TEXTE:

——

L’industrie n’est pas en meilleur état que l’agriculture, et par les mêmes causes. « L’industrie dans l’empire ottoman est bien déchue de ce qu’elle était autrefois. Les manufactures si nombreuses et si variées qui non-seulement fournissaient les produits nécessaires à la consommation locale, mais encore approvisionnaient les marchés de toutes les parties de l’Orient et de plusieurs contrées de l’Europe, ou n’existent plus, ou sont en complète décadence[2]. » Il n’y a de manufactures qui fleurissent que celles qui sont fondées et dirigées par des étrangers, quand en même temps ces étrangers se sont arrangés pour se faire respecter. Ainsi dans le Liban les filatures de soie sont dirigées par des Anglais ou par des Français. Nous avons vu plus haut comment, dans le tableau de la prospérité éventuelle de la Turquie, M. Viquesnel compte sur l’émigration européenne qui viendra fertiliser par le travail l’admirable sol et l’admirable climat que les Turcs laissent inculte et rendent inutile. Il a raison. L’activité étrangère est la seule et unique ressource de la Turquie. J’ai souvent entendu parler de chemins de fer en Turquie, et j’ai même lu à ce sujet de beaux prospectus qui créaient des actions et sollicitaient des souscriptions. Je ne sais pas quand il y aura des chemins de fer en Turquie. Ce que je sais d’avance, c’est que ce ne seront pas les Turcs qui les feront, ni surtout qui les administreront. Ils pourront fournir des terrassiers pour remuer la terre, encore sera-t-il difficile de les faire obéir à des ingénieurs ou à des conducteurs chrétiens ; mais il n’y aura assurément ni chefs de stations, ni chefs de gare, ni mécaniciens, ni constructeurs qui soient Turcs : je plaindrais les voyageurs qui auraient à confier leur vie à la science, à l’attention ou même à l’exactitude des Turcs. Tout ce qui touchera à la construction scientifique des chemins de fer, à l’administration, à la direction, à l’établissement et à l’entretien des machines, à la surveillance des convois, à la conduite des locomotives, ne pourra être fait et dirigé que par des étrangers. Que l’industrie européenne, qui veut appliquer ses forces à l’exploitation

  1. Ibid., page 208.

——

CONSIGNES:
1) D'après le texte, par qui les filatures de soie du Liban sont-elles dirigées ?
2) Indiquez si chacune de ces affirmations concorde avec le texte, par oui ou non, en citant mot pour mot le passage qui tranche : (a) l'industrie y est présentée comme en meilleur état que l'agriculture ; (b) M. Viquesnel compte sur l'émigration européenne ; (c) le texte précise quand il y aura des chemins de fer en Turquie.
3) Résumez le texte en deux phrases.

Entrées d'étiquetage de formes sur images
——

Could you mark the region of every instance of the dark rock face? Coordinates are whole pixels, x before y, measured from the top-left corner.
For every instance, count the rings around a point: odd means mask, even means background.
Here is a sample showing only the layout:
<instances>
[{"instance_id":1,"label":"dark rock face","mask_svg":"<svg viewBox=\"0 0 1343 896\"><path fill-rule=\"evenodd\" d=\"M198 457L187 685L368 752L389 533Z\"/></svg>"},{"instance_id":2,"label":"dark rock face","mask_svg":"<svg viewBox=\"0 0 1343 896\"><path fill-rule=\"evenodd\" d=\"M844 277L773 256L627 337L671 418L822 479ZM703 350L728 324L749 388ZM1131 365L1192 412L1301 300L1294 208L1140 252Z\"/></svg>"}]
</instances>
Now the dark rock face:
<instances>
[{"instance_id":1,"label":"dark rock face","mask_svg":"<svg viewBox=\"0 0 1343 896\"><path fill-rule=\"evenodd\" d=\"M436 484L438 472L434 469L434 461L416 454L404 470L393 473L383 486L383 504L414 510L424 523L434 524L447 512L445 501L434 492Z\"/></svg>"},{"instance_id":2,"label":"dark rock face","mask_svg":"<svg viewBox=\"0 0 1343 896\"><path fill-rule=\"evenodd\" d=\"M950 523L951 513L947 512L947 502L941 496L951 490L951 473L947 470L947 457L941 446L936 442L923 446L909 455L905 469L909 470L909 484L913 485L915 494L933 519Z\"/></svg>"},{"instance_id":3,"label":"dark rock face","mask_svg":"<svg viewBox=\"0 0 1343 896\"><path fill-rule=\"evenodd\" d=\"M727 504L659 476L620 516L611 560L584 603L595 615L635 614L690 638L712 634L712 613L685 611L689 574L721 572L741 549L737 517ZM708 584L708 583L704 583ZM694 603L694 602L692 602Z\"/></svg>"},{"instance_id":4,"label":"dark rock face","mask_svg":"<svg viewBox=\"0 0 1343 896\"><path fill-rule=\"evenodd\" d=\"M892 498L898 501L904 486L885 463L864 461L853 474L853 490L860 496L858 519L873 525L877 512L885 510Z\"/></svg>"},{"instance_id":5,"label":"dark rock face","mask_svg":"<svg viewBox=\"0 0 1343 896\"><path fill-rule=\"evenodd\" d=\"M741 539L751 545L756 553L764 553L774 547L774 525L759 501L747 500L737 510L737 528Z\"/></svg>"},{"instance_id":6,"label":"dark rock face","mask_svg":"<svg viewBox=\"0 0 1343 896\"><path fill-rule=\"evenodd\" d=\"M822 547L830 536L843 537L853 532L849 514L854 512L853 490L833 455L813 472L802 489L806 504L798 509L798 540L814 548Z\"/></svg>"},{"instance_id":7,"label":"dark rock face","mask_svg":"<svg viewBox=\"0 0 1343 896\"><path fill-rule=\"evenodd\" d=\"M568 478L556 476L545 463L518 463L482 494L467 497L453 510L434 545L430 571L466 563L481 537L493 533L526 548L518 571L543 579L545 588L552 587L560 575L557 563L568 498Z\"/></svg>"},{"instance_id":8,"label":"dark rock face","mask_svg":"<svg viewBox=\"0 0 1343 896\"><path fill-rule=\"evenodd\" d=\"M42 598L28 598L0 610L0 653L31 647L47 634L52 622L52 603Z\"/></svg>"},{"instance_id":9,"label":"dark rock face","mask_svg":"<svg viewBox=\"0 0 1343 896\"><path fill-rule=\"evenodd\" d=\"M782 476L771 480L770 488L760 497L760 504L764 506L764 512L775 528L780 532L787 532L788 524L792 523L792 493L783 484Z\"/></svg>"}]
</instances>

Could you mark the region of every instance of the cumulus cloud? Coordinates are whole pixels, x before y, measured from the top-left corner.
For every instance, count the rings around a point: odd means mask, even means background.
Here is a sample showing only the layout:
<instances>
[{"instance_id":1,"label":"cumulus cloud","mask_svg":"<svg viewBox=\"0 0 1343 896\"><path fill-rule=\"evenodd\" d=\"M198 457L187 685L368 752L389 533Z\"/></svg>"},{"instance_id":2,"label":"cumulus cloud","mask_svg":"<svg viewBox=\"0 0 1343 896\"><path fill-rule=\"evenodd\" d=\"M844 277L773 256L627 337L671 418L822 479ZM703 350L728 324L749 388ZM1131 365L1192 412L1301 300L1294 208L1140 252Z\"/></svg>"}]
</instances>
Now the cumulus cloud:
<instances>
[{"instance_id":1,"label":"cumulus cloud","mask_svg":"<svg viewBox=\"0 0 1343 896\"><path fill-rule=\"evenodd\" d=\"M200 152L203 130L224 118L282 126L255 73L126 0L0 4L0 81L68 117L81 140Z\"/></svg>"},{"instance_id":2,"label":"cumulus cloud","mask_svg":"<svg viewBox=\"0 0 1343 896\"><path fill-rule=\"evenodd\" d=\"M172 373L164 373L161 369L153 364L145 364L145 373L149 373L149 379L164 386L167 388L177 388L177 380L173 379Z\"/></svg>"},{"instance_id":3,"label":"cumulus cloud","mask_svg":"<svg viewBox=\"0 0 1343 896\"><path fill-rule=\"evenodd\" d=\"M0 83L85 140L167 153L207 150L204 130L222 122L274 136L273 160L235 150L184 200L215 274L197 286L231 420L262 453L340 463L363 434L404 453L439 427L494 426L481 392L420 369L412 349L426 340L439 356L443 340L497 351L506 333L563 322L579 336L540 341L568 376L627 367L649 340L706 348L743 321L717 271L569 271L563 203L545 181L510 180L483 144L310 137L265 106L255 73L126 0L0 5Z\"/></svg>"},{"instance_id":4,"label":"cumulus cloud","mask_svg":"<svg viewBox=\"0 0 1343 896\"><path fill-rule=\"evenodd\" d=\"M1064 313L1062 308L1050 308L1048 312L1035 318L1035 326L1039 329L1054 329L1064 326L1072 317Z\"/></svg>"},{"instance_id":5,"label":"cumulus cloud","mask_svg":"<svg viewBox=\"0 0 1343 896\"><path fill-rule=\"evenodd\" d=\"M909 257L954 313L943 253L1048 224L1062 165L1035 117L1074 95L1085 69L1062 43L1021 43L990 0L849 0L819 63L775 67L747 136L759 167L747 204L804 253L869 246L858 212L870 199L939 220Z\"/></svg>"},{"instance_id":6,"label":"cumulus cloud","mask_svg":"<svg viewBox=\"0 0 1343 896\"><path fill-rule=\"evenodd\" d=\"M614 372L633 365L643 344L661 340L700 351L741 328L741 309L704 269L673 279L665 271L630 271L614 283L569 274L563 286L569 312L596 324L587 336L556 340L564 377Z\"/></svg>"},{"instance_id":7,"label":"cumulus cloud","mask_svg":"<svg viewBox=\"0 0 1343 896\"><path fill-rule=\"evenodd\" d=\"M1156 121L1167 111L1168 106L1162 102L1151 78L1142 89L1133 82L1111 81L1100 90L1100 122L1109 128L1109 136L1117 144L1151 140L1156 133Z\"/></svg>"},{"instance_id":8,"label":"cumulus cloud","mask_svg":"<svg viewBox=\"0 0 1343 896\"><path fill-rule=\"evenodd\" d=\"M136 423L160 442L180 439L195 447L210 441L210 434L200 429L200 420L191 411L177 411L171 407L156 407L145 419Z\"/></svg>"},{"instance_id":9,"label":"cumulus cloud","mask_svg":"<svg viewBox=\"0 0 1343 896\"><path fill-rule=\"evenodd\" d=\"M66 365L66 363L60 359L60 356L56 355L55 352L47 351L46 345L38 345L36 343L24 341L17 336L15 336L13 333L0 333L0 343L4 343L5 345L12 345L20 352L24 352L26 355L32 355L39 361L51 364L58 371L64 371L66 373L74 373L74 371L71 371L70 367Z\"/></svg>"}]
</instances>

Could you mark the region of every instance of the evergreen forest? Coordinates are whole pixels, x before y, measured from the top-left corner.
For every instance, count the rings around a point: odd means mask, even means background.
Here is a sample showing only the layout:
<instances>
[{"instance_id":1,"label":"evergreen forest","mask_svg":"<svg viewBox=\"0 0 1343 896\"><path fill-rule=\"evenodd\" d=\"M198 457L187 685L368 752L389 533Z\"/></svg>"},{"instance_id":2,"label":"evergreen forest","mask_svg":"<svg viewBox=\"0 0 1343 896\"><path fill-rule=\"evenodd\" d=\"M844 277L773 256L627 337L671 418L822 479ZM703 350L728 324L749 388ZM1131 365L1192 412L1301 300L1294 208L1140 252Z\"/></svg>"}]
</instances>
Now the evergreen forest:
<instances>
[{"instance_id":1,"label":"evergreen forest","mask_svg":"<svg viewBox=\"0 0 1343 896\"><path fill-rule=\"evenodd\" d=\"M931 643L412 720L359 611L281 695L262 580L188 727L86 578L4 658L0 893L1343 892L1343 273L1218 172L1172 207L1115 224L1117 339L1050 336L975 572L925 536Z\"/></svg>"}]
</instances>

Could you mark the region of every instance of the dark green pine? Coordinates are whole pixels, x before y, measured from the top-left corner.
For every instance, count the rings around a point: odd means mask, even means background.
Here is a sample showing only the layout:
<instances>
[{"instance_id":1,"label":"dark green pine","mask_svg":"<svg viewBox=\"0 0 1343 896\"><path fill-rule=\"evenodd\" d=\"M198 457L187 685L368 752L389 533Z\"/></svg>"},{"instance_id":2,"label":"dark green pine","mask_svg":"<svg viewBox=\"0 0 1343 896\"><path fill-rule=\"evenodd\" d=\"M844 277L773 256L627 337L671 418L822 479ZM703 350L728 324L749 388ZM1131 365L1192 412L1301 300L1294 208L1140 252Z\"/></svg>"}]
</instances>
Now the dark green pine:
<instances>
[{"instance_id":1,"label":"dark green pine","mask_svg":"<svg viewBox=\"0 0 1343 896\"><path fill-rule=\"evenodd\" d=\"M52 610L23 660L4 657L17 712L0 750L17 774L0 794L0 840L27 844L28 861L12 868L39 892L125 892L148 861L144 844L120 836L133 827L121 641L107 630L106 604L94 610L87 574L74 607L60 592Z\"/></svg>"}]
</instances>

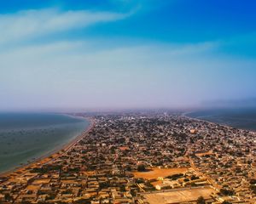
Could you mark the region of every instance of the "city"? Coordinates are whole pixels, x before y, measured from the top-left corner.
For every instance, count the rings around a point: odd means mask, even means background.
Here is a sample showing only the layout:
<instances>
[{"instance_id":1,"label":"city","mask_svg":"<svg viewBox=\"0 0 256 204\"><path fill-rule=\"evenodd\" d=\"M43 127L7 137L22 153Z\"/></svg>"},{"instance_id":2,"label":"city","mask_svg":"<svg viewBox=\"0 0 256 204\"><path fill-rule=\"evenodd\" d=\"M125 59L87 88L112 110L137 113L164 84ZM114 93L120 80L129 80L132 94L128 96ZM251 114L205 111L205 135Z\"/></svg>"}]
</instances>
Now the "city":
<instances>
[{"instance_id":1,"label":"city","mask_svg":"<svg viewBox=\"0 0 256 204\"><path fill-rule=\"evenodd\" d=\"M54 155L0 178L1 203L255 203L256 133L180 113L89 116Z\"/></svg>"}]
</instances>

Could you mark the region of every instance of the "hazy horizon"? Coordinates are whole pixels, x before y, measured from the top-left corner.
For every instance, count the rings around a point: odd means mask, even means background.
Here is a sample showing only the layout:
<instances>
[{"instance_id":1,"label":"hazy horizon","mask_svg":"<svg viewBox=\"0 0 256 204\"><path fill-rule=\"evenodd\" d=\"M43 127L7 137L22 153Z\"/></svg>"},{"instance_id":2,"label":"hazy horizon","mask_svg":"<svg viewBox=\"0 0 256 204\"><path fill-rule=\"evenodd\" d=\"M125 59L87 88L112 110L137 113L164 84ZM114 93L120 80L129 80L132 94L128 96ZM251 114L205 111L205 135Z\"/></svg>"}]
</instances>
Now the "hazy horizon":
<instances>
[{"instance_id":1,"label":"hazy horizon","mask_svg":"<svg viewBox=\"0 0 256 204\"><path fill-rule=\"evenodd\" d=\"M255 6L2 2L0 111L254 107Z\"/></svg>"}]
</instances>

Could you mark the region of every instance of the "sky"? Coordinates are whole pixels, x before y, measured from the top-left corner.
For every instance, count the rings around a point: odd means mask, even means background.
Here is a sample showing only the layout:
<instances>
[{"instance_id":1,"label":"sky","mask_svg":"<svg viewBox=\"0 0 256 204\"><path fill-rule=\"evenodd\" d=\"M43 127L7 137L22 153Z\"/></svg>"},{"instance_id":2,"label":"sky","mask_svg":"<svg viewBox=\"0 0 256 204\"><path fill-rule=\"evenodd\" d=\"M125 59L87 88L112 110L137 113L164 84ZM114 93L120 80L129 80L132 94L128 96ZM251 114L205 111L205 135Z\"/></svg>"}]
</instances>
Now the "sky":
<instances>
[{"instance_id":1,"label":"sky","mask_svg":"<svg viewBox=\"0 0 256 204\"><path fill-rule=\"evenodd\" d=\"M0 111L255 99L255 8L254 0L0 0Z\"/></svg>"}]
</instances>

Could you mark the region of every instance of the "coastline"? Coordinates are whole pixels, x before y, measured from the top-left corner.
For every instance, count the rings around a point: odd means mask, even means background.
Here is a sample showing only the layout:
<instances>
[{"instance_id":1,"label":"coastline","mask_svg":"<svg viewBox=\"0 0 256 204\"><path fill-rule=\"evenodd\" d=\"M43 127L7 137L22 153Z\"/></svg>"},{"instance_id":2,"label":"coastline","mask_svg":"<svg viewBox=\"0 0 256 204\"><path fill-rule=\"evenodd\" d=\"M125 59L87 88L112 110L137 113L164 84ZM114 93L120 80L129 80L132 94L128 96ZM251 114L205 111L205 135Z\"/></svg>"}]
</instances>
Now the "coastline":
<instances>
[{"instance_id":1,"label":"coastline","mask_svg":"<svg viewBox=\"0 0 256 204\"><path fill-rule=\"evenodd\" d=\"M26 168L32 166L34 165L36 166L38 163L43 164L55 158L61 150L66 150L66 151L68 150L75 144L77 144L77 142L79 142L81 139L86 136L86 134L93 128L95 125L94 120L89 117L75 116L68 114L63 114L63 115L68 116L70 117L79 118L87 121L89 122L89 126L80 134L77 135L76 137L73 137L69 142L64 144L63 145L56 147L51 151L49 151L48 153L42 155L41 156L36 158L35 160L31 161L30 162L25 163L23 165L20 165L13 169L0 173L0 177L8 177L12 173L15 173L16 172L25 171Z\"/></svg>"}]
</instances>

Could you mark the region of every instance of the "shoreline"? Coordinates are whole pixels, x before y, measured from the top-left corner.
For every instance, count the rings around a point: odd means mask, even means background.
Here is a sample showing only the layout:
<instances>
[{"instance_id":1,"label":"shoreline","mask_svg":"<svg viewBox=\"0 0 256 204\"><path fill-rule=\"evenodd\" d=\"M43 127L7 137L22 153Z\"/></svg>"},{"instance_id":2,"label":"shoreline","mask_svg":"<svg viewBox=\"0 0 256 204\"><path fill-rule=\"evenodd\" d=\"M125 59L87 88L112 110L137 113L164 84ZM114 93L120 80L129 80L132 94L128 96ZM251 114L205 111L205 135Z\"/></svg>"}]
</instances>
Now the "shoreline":
<instances>
[{"instance_id":1,"label":"shoreline","mask_svg":"<svg viewBox=\"0 0 256 204\"><path fill-rule=\"evenodd\" d=\"M20 165L13 169L0 173L0 178L1 177L8 177L12 173L25 171L26 168L28 168L33 165L37 165L39 163L43 164L43 163L45 163L45 162L54 159L55 158L54 156L57 156L60 151L61 151L61 150L67 151L70 148L72 148L77 142L79 142L81 139L83 139L93 128L93 127L95 125L94 120L92 120L91 118L89 118L89 117L76 116L68 115L68 114L62 114L62 115L68 116L70 117L83 119L84 121L87 121L89 122L89 126L84 130L83 130L81 132L81 133L79 133L79 135L71 139L71 140L69 142L67 142L59 147L55 148L51 151L42 155L38 158L36 158L35 160L32 160L30 162L25 163L23 165ZM46 160L49 160L49 161L46 161Z\"/></svg>"}]
</instances>

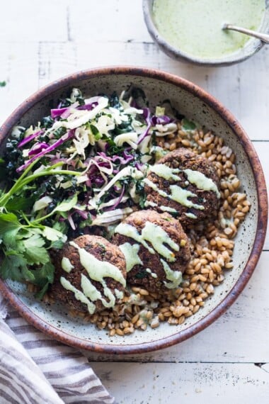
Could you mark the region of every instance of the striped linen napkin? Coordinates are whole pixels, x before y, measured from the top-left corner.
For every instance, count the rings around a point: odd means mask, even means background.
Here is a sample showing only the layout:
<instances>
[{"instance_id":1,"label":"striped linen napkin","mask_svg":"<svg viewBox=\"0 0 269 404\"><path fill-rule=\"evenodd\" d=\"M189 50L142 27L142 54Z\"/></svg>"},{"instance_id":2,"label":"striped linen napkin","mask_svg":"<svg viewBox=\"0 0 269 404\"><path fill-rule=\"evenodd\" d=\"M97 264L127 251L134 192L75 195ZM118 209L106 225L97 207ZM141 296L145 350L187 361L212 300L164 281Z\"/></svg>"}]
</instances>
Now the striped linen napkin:
<instances>
[{"instance_id":1,"label":"striped linen napkin","mask_svg":"<svg viewBox=\"0 0 269 404\"><path fill-rule=\"evenodd\" d=\"M0 295L0 403L112 404L78 351L30 325Z\"/></svg>"}]
</instances>

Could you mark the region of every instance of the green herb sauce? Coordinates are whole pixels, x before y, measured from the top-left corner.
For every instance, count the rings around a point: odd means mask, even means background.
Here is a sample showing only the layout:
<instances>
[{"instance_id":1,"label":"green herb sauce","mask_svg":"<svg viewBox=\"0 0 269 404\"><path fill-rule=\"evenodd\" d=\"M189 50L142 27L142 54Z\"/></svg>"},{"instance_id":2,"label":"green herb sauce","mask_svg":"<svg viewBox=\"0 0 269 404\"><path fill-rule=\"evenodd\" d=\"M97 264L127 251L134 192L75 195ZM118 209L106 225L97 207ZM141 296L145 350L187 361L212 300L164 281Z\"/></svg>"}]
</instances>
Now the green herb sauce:
<instances>
[{"instance_id":1,"label":"green herb sauce","mask_svg":"<svg viewBox=\"0 0 269 404\"><path fill-rule=\"evenodd\" d=\"M250 39L222 30L225 23L258 30L264 0L155 0L156 26L168 43L201 58L222 57L238 51Z\"/></svg>"}]
</instances>

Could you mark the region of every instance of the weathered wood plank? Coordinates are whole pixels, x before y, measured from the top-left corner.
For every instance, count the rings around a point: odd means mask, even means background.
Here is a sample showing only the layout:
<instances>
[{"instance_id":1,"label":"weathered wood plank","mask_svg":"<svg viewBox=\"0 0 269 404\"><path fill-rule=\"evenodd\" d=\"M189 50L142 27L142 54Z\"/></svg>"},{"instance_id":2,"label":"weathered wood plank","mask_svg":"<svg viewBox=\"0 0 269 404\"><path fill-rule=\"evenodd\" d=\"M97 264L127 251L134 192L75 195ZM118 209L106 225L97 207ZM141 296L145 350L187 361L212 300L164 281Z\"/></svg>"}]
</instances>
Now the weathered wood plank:
<instances>
[{"instance_id":1,"label":"weathered wood plank","mask_svg":"<svg viewBox=\"0 0 269 404\"><path fill-rule=\"evenodd\" d=\"M1 1L0 42L28 43L40 40L67 40L67 8L64 0L8 0Z\"/></svg>"},{"instance_id":2,"label":"weathered wood plank","mask_svg":"<svg viewBox=\"0 0 269 404\"><path fill-rule=\"evenodd\" d=\"M268 402L268 364L91 364L119 404Z\"/></svg>"},{"instance_id":3,"label":"weathered wood plank","mask_svg":"<svg viewBox=\"0 0 269 404\"><path fill-rule=\"evenodd\" d=\"M25 98L38 88L38 44L28 43L27 51L21 43L1 43L0 123Z\"/></svg>"}]
</instances>

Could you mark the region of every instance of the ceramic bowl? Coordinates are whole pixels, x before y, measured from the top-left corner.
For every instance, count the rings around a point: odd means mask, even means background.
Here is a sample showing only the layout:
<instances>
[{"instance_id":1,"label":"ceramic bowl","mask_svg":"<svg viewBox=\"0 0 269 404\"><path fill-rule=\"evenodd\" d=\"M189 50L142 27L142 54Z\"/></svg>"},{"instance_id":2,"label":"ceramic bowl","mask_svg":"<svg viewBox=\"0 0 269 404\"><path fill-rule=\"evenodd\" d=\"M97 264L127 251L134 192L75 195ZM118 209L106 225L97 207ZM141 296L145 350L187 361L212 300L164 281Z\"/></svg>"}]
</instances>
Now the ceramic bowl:
<instances>
[{"instance_id":1,"label":"ceramic bowl","mask_svg":"<svg viewBox=\"0 0 269 404\"><path fill-rule=\"evenodd\" d=\"M235 301L254 271L265 236L268 202L263 170L248 136L234 117L212 96L194 84L170 74L130 67L112 67L81 72L57 80L25 101L6 120L0 130L2 149L15 125L28 126L50 113L59 98L67 96L74 87L83 93L120 93L130 84L143 89L149 106L164 99L183 115L222 136L235 151L241 189L251 203L235 239L234 268L215 288L205 307L181 325L162 323L154 330L137 331L126 337L109 337L79 319L69 318L61 305L50 306L35 300L24 285L0 281L0 290L29 322L64 343L99 352L141 353L164 348L194 335L218 318Z\"/></svg>"},{"instance_id":2,"label":"ceramic bowl","mask_svg":"<svg viewBox=\"0 0 269 404\"><path fill-rule=\"evenodd\" d=\"M161 50L171 57L181 62L186 62L205 66L228 66L229 64L243 62L246 59L248 59L261 49L264 45L264 43L260 40L251 38L251 40L248 41L245 46L231 55L224 55L222 57L215 59L196 57L195 56L189 55L181 50L181 49L174 47L159 33L152 15L154 1L154 0L143 0L144 18L149 33ZM264 33L269 33L268 0L265 0L265 12L260 30Z\"/></svg>"}]
</instances>

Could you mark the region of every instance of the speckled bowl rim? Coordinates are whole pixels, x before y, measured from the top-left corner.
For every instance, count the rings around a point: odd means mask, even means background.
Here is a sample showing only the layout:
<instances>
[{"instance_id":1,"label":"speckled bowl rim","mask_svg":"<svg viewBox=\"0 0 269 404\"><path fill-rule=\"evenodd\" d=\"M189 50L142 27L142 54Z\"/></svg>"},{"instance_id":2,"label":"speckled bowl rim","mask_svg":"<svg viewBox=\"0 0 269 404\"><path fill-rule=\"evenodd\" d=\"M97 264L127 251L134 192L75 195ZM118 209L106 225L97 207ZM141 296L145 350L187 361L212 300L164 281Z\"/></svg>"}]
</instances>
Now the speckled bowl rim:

——

RÉPONSES:
1) Elles sont dirigées par des Anglais ou par des Français.

2)
(a) Non : « L’industrie n’est pas en meilleur état que l’agriculture, et par les mêmes causes. »
(b) Oui : « M. Viquesnel compte sur l’émigration européenne qui viendra fertiliser par le travail l’admirable sol et l’admirable climat que les Turcs laissent inculte et rendent inutile. »
(c) Non : « Je ne sais pas quand il y aura des chemins de fer en Turquie. »

3) Le texte affirme que l'industrie de l'empire ottoman est déchue, comme l'agriculture, et que seules fleurissent les manufactures fondées et dirigées par des étrangers, telles les filatures de soie du Liban. Il soutient que l'activité étrangère est la seule ressource de la Turquie et que les chemins de fer ne pourront y être construits, administrés et dirigés que par des étrangers.